▶ **Working data**:
****

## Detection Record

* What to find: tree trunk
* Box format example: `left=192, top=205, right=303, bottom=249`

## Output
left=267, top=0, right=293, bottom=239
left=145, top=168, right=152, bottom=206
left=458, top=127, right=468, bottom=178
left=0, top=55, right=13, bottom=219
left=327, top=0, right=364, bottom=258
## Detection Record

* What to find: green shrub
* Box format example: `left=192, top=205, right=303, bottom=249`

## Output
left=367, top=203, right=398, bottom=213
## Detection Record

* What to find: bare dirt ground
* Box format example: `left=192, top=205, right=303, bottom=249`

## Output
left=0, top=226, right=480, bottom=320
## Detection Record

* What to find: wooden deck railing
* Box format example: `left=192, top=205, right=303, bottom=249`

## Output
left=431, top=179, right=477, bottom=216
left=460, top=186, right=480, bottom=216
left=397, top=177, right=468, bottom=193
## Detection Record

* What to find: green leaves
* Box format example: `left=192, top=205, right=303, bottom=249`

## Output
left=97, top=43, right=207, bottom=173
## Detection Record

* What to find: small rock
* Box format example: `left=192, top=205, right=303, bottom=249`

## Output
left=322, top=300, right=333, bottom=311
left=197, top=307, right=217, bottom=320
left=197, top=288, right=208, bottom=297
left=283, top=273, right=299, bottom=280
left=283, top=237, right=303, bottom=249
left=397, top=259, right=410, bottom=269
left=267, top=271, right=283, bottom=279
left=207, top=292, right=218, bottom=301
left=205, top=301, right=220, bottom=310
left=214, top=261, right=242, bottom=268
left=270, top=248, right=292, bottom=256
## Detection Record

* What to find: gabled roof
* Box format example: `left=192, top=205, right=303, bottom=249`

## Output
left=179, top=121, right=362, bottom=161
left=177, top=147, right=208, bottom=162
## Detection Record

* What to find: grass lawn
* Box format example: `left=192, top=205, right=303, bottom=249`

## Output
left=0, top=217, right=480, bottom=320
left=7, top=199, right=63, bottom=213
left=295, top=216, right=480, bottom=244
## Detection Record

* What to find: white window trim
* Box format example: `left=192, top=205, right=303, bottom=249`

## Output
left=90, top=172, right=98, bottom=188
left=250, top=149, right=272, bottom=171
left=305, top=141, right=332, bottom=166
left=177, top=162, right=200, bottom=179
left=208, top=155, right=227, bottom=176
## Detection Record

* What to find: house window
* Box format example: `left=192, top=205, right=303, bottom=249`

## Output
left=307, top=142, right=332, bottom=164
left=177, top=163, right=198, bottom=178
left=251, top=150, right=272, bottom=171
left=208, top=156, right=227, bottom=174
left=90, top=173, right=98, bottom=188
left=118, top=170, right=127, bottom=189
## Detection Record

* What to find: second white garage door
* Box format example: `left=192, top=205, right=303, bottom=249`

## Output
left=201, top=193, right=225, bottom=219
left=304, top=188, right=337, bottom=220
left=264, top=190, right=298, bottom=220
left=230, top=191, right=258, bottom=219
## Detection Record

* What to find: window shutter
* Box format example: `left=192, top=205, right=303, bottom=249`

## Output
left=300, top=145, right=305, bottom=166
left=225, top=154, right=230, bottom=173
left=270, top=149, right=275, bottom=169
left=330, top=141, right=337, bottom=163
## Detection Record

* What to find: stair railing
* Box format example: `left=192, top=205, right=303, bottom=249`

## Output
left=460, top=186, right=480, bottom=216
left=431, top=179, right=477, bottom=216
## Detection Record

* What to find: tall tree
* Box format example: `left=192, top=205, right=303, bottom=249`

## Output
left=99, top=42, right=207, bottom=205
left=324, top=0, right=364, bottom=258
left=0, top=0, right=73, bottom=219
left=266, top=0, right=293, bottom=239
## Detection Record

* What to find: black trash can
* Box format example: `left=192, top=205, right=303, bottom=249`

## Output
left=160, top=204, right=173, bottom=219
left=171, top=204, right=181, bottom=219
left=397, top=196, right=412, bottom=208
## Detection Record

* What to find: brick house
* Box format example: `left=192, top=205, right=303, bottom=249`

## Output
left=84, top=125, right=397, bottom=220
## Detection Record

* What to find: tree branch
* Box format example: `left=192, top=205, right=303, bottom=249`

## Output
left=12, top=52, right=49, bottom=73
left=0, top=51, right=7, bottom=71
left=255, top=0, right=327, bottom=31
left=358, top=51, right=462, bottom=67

****

▶ **Problem to solve**: Return every line in the rows above that contains the string "tree". Matching is case-sensitive.

▶ **Expected answer**:
* What to find: tree trunk
* What to find: tall tree
* What to find: tree branch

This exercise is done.